Rewrite the items from the line containing "438, row 94." through the line containing "column 1081, row 784", changing "innermost point" to "center point" and leaving everything else the same.

◆ **Records**:
■ ■ ■ ■
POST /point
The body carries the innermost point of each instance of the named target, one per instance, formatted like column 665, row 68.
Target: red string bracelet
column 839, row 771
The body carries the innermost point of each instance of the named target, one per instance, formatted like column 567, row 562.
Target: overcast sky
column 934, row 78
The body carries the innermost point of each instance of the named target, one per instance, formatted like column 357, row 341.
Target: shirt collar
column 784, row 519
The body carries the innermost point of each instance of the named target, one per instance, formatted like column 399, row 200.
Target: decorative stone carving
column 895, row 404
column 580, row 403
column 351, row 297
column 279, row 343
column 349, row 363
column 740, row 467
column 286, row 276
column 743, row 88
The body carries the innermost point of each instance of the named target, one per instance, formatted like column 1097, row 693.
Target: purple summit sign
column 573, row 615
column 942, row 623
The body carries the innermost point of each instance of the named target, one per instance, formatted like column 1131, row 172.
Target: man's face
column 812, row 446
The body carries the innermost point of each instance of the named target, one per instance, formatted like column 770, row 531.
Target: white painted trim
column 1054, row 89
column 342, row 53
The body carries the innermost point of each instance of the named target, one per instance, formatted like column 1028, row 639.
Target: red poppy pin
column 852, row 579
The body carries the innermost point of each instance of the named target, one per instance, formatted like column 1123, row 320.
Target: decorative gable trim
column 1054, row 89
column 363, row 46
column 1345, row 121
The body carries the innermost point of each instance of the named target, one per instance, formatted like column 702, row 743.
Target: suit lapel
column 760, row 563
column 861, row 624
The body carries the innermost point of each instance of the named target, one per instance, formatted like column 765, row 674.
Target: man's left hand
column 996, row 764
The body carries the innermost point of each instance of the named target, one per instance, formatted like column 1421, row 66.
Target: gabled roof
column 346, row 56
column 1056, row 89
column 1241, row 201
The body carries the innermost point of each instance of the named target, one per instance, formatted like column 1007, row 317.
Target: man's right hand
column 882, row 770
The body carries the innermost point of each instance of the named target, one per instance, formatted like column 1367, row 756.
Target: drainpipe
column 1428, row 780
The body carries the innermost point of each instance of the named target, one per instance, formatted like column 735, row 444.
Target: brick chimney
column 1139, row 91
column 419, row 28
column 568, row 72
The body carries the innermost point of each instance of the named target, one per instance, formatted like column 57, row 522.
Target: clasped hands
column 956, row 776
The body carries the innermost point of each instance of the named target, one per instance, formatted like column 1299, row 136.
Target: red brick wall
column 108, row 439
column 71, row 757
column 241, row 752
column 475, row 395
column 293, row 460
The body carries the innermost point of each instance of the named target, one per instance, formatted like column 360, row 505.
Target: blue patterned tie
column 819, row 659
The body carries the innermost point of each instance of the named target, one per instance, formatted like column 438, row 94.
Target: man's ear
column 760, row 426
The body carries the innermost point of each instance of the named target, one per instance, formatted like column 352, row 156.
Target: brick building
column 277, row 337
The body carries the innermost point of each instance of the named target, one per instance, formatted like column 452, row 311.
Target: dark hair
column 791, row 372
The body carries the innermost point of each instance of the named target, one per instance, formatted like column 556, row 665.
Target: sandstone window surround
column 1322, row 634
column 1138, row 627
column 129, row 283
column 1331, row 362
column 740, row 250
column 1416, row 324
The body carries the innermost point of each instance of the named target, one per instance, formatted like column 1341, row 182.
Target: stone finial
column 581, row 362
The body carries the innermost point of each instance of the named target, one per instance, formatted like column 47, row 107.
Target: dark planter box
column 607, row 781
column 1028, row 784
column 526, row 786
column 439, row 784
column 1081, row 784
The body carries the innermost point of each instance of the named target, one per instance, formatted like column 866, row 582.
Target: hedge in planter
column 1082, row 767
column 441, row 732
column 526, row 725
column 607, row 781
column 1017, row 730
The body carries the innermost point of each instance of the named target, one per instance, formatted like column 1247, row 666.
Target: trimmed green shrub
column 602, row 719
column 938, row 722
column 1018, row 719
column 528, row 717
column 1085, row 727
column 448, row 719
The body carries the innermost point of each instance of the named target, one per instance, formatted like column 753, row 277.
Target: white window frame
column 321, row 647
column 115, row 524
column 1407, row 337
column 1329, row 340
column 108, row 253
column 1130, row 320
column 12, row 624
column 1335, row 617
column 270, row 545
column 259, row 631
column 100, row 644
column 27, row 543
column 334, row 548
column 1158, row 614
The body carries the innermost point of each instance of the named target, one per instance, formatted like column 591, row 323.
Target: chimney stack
■ ■ ■ ■
◆ **Complete response**:
The body carries the center point of each instance of the named target, one per instance, formatted like column 438, row 94.
Target: man's ear
column 760, row 426
The body carries the center point of each instance of the named target, one per instance, formatted like column 352, row 156.
Target: brick building
column 277, row 337
The body carries the center point of each instance of the named target, one per instance, formatted like column 452, row 311.
Target: dark hair
column 791, row 372
The body carries the center point of each instance of the named target, one per instance, formatted like column 556, row 665.
Target: sandstone window surround
column 1322, row 634
column 1138, row 627
column 129, row 283
column 1331, row 362
column 740, row 250
column 1416, row 324
The body carries the center point of each instance of the named target, one per instance, formatted like column 1341, row 182.
Target: stone finial
column 581, row 362
The body carries the center point of each instance of the named target, one per instance, formatted like column 47, row 107.
Target: dark planter box
column 607, row 781
column 1028, row 784
column 526, row 786
column 439, row 784
column 1081, row 784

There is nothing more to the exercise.